> WHAT YOU HAVE TO DO
Print the listing below in its entirety, character for character.

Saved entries

============================================================

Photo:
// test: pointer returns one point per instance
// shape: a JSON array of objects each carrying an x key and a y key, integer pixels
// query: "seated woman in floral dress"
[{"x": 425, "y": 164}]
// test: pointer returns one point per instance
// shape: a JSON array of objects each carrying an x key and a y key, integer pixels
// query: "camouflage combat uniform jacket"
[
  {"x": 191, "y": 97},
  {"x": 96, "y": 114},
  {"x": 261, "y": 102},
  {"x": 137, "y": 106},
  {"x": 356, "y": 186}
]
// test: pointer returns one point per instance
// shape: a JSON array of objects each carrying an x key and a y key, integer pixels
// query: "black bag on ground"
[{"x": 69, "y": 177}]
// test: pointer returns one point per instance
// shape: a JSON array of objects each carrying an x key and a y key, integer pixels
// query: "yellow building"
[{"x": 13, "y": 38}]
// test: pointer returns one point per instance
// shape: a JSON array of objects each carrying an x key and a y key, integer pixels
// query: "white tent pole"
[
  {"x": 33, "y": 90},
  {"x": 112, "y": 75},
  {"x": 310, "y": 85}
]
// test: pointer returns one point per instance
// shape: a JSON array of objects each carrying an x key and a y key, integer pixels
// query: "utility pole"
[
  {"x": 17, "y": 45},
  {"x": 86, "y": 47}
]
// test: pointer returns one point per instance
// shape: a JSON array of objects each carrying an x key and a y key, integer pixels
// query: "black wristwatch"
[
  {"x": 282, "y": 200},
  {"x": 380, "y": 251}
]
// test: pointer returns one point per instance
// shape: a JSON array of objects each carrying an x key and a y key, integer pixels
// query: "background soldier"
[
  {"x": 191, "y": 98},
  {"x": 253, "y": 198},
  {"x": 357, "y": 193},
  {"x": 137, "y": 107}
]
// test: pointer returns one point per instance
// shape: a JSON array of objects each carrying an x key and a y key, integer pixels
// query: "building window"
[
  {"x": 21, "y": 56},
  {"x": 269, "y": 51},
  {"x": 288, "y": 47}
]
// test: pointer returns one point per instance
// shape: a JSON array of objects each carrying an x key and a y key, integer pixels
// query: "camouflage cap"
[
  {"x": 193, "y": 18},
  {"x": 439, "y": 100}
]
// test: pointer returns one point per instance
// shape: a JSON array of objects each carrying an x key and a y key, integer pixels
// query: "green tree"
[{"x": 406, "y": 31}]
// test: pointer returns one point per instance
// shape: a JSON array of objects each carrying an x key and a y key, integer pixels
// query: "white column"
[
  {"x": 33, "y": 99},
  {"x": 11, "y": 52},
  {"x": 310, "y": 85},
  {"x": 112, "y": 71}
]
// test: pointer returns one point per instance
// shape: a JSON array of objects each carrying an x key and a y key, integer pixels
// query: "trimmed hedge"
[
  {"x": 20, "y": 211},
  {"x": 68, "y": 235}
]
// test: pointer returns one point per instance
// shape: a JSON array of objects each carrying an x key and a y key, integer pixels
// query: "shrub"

============================================================

> SOLUTION FOR THIS TASK
Photo:
// test: pointer returns one point per instance
// shape: a JSON array of objects each carrying an x key and a y key, integer pixels
// query: "seated woman in floral dress"
[{"x": 425, "y": 164}]
// test: pointer returns one point per instance
// shape: a JSON array of objects each carrying an x key and a y key, integer pixels
// query: "camouflage combat uniform jacket"
[
  {"x": 191, "y": 97},
  {"x": 96, "y": 114},
  {"x": 261, "y": 102},
  {"x": 137, "y": 106},
  {"x": 356, "y": 186}
]
// test: pointer returns one point per instance
// shape: a JSON array of objects each carrying an x key and a y key, integer pixels
// query: "black bag on ground"
[{"x": 69, "y": 177}]
// test: pointer returns one point per instance
// shape: a JSON array of objects each carrying an x key and a y key, integer pixels
// query: "yellow building"
[{"x": 13, "y": 38}]
// test: pointer returns one point per instance
// shape: a JSON array of objects each carrying an x key and a y key, integer pixels
// query: "white tent pole"
[
  {"x": 33, "y": 90},
  {"x": 112, "y": 75},
  {"x": 310, "y": 85}
]
// test: pointer returns one point per instance
// shape: a JSON array of objects each carrying an x key and a y key, integer pixels
// query: "utility pole"
[
  {"x": 17, "y": 45},
  {"x": 86, "y": 47}
]
// test: pointer returns one point per instance
// shape: a JSON array of objects each carrying an x key and a y key, integer pixels
// query: "black wristwatch"
[
  {"x": 282, "y": 200},
  {"x": 380, "y": 251}
]
// test: pointer returns one point per instance
// shape: a JSON array of objects each carrying an x key and a y key, integer pixels
// query: "background soldier"
[
  {"x": 191, "y": 98},
  {"x": 253, "y": 198},
  {"x": 357, "y": 193},
  {"x": 137, "y": 107}
]
// test: pointer returns one point per instance
// shape: a JSON array of objects each carrying an x key and a y key, integer pixels
// query: "building window"
[
  {"x": 21, "y": 56},
  {"x": 269, "y": 51},
  {"x": 288, "y": 47}
]
// test: pointer returns one point per instance
// shape: a JSON array of objects each carrying an x key and a y key, integer pixels
// query: "camouflage cap"
[
  {"x": 193, "y": 18},
  {"x": 439, "y": 100}
]
// test: pointer returns one point per instance
// shape: a JSON array of objects each carrying an x key and a y key, integer pixels
// query: "green tree"
[{"x": 406, "y": 31}]
// test: pointer returns one point per instance
// shape: a JSON array of objects each carrying an x key and a y key, integer pixels
// query: "white column"
[
  {"x": 33, "y": 99},
  {"x": 11, "y": 52},
  {"x": 310, "y": 85},
  {"x": 112, "y": 71}
]
// test: pointer returns one point per instance
// shape: a JSON array of objects each carrying an x key and a y key, integer pixels
// query: "trimmed hedge"
[
  {"x": 20, "y": 211},
  {"x": 68, "y": 235}
]
// test: pointer returns one point per instance
// shape: a JSON array of objects each carrying an x key and a y key, integer pixels
// query: "shrub"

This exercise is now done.